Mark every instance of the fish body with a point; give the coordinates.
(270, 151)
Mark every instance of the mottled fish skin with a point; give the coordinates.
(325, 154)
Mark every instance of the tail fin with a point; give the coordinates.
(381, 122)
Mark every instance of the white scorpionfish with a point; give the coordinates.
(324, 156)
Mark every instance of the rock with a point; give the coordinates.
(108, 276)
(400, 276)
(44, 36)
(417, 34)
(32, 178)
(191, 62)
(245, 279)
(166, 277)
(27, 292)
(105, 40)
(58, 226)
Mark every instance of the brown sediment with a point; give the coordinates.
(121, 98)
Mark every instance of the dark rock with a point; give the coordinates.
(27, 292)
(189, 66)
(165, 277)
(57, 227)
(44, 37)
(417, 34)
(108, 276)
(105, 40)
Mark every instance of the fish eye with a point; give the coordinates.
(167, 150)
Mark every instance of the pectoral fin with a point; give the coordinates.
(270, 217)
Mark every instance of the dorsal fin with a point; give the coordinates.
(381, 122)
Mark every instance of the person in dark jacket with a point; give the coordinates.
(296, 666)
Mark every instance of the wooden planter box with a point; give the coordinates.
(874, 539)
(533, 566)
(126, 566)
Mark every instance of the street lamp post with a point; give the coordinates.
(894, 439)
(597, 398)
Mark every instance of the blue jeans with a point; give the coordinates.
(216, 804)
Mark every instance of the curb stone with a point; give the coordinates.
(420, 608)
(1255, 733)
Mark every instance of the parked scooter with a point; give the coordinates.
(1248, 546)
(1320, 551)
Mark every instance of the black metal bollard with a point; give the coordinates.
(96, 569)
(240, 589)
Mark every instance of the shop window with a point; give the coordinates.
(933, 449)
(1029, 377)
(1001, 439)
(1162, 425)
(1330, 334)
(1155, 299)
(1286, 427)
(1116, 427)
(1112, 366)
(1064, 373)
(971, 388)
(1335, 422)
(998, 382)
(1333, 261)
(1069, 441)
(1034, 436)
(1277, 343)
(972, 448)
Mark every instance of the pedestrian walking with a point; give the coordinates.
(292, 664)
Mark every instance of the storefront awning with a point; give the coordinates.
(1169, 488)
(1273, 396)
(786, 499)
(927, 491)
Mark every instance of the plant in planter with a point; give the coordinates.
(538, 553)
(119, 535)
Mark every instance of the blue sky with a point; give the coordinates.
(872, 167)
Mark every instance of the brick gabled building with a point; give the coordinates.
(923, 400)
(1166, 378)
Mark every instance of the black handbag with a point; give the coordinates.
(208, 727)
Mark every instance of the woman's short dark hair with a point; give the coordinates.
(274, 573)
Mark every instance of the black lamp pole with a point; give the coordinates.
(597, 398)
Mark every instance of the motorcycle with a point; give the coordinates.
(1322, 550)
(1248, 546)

:::

Action item — From the line holding "Mark every instance of the plant" to the last line of the entries above, restate each line exactly; include both ends and omit everything else.

Response to this exercise —
Mark every instance of the plant in planter with a point; give the coordinates.
(538, 553)
(119, 535)
Mark every instance of the blue sky with a point; give the coordinates.
(872, 167)
Mark every instance of the brick gabled building with a point; give the coordinates.
(923, 400)
(1166, 378)
Mark every instance of the black handbag with a point; give the coordinates.
(208, 727)
Mark every instance of the woman's short dark hair with a point; give the coordinates.
(274, 573)
Mark every instance of the black lamp pole with a point; give the coordinates.
(597, 398)
Mark every instance of the motorcycle with a point; give the coordinates.
(1322, 550)
(1248, 546)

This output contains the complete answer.